++++ PAGE EXTRACT
Gigantic clams, nearly five feet long and weighing more than 400 pounds, who raise crops of microscopic plants for their own sustenance are among nature’s fantasies found on Australia’s Great Barrier Reef. These molluscan titans have formed a curious partnership with the zooxanthellae, a family of microscopic algae. The plants live as parasites in the blood cells of the inner lobe of the clam’s mantle. Upon this mantle is a lens-like structure which looks like an eye. These mollusks, however, are blind as any other clams and the eye-like protuberances, it has been determined, are only windows by which light is admitted to the parasitic algae within the blood cells. The surplus of algae is carried by the blood stream to the clam’s digestive organs where it serves as food.
Another giant clam, the tridacna of East Indian seas, may weigh up to 600 pounds. The monsters constitute a peril for divers who unwittingly step inside the open valves. These snap shut, imprisoning the diver’s foot and, unless he can get help, he is held in the trap and drowned.
Pearls Grow in Brooks
Excellent pearls occur occasionally in fresh water clams. A pearl of perfect form and pure color was found in such a clam taken from a brook near Paterson, New Jersey, in 1857. It sold at Tiffany’s for $1,000 and shortly afterwards was resold in Paris for $2,200. This started pearl hunts in brooks all over the country.
On the arrival of Europeans in Florida, Louisiana and Virginia, fabulous legends were circulated about the enormous treasures to be obtained by plundering Indian graves. A contemporary chronicler of the audacious DeSoto expedition, reported that the conquistadore got 350 pounds of fine pearls at the Creek town of Cofitachique on the Savannah River.
A member of the first Virginia colony “gathered together from among the savage people about five thousande; of which number he chose so many as mayd a fayre chain; which for their likenesse and uniformitie in roundnesse, orietnesse and pidenesse, of many excellente colours with equalities in greatnesse were verie fayre and rare.”
++++++++
++++ RECORD EXCERPTS
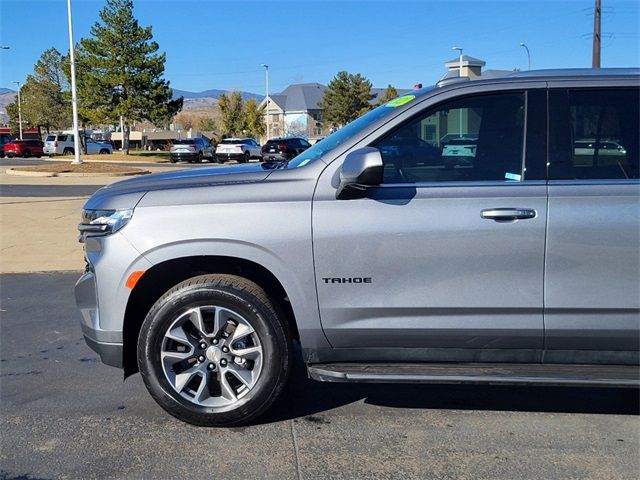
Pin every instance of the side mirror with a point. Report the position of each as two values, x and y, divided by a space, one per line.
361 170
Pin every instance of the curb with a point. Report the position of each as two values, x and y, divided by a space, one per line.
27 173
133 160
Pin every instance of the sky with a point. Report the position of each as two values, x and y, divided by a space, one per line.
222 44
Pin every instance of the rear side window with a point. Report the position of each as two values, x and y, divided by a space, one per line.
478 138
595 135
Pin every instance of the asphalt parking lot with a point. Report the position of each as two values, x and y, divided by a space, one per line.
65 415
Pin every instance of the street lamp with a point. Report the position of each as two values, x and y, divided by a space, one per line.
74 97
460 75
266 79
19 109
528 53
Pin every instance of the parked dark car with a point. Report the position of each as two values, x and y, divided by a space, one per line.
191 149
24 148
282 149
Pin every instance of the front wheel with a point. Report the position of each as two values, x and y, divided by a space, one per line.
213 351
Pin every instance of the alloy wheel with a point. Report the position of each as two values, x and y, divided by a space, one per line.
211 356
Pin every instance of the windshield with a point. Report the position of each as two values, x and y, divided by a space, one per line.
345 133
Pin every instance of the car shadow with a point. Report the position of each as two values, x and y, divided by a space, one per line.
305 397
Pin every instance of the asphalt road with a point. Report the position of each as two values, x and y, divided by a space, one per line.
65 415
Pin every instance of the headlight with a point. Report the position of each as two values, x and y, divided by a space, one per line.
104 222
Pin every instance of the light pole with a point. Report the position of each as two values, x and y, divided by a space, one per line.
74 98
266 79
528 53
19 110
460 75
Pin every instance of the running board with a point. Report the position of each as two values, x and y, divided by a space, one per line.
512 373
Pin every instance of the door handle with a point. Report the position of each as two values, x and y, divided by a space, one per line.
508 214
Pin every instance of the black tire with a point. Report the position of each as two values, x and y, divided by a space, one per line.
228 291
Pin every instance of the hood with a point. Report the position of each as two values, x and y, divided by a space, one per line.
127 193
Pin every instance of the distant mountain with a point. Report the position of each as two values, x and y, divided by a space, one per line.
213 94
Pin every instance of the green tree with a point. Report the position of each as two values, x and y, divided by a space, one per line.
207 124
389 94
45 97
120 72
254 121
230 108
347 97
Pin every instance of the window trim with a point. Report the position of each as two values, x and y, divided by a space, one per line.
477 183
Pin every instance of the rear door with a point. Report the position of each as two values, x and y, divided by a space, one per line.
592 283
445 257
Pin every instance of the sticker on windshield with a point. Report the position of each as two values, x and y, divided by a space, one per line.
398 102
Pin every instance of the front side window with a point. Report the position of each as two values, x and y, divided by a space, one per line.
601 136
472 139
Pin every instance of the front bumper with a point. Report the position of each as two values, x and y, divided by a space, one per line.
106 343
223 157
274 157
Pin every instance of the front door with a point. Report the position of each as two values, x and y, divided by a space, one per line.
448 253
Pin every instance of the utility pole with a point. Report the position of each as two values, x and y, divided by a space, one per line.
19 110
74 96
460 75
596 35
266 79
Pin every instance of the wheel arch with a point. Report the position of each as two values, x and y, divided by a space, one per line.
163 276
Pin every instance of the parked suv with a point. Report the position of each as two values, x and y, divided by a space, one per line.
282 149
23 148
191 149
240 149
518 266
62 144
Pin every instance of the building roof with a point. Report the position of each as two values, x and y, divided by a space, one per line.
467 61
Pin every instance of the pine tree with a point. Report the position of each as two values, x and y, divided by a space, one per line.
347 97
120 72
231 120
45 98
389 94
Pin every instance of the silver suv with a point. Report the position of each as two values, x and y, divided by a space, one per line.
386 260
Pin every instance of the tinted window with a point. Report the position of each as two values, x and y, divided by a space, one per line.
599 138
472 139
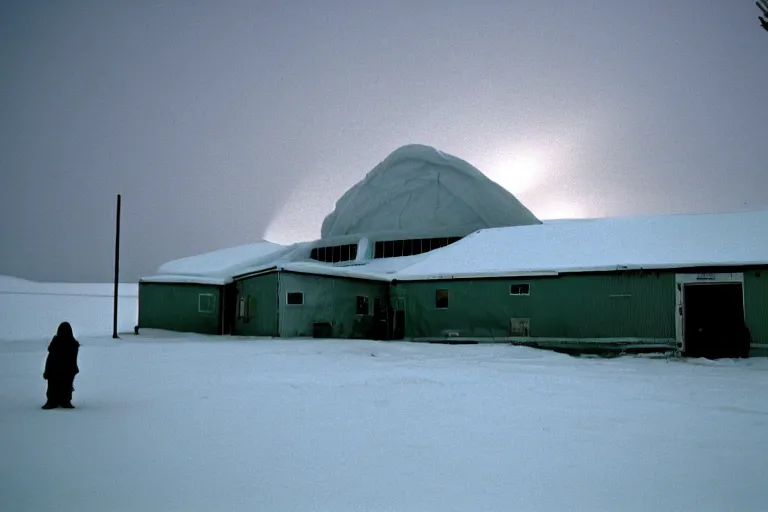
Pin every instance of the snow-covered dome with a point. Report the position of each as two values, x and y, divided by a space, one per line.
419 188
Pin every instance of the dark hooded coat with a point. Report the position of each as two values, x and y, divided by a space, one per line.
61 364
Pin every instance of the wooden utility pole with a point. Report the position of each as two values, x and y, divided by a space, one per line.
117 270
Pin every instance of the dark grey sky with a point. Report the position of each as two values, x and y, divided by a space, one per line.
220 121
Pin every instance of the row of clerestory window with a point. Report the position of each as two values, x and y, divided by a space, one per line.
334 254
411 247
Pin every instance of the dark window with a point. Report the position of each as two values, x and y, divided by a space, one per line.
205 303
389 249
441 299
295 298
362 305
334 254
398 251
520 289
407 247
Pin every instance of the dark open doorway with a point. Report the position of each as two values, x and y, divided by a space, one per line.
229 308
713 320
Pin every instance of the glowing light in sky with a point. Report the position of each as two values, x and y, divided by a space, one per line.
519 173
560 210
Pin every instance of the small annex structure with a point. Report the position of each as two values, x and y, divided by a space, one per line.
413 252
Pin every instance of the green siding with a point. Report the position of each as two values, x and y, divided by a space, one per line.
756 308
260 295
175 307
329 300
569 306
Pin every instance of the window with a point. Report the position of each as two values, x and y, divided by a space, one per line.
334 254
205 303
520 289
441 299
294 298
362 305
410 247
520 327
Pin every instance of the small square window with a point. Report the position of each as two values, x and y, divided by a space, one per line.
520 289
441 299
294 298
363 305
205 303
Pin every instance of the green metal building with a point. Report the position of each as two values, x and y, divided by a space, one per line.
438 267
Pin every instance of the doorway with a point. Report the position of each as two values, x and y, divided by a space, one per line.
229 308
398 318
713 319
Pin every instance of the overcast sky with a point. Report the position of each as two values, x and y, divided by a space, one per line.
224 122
++++++++
TASKS AND EXERCISES:
1. Summarize the passage on giant clams and pearls in two sentences.
2. Carry on the passage on giant clams and pearls from the point where it stops.

ANSWER LIST:
1. Giant clams on Australia's Great Barrier Reef, nearly five feet long and over 400 pounds, live on the surplus of microscopic algae that grow in their mantle's blood cells and receive light through eye-like windows, while the tridacna of East Indian seas may weigh up to 600 pounds and can trap and drown divers. Fresh water clams occasionally hold excellent pearls, such as one found near Paterson, New Jersey, in 1857 that started pearl hunts across the country, and early European accounts from the De Soto expedition and the first Virginia colony describe large hauls of pearls.

2.
The supply, however, was quite limited. Indian pearls were the subject of a special study by the late Dr. William H. Holmes. “The majority of those obtained,” he reported, “were ruined as jewels by the heat employed in opening the shellfish from which they were abstracted. Many of the larger specimens probably were not real pearls but polished beads cut from the nacre of sea shells and quite worthless as gems. It has been found that the real pearls were obtained from bivalve shells—from the oyster along the sea shore and in tidewater inlets and from the mussel on the shores of lakes and rivers.
“But the very general use of pearls by the pre-Columbian natives is amply attested. More than 60,000, nearly two pecks, were obtained, drilled and undrilled, from a single burial mound near Madisonville, Ohio.”
Grasshopper-Infested Glaciers
Among America’s natural curiosities are “grasshopper glaciers.” These are great masses of glacial ice containing layers of imbedded, frozen grasshoppers. Such layers are probably remnants of vast migrations which have taken place at irregular intervals over several centuries. Great hordes of the insects either flew over the glacier or were carried there by winds, and while there sudden snow storms or cold air rising from the ice field caused them to drop. They were imbedded so quickly in the falling snow, which later became ice, that they have remained perfectly preserved for centuries. The most notable of these glaciers is in the Beartooth mountains of Montana. Others have been reported from the high mountains of Africa.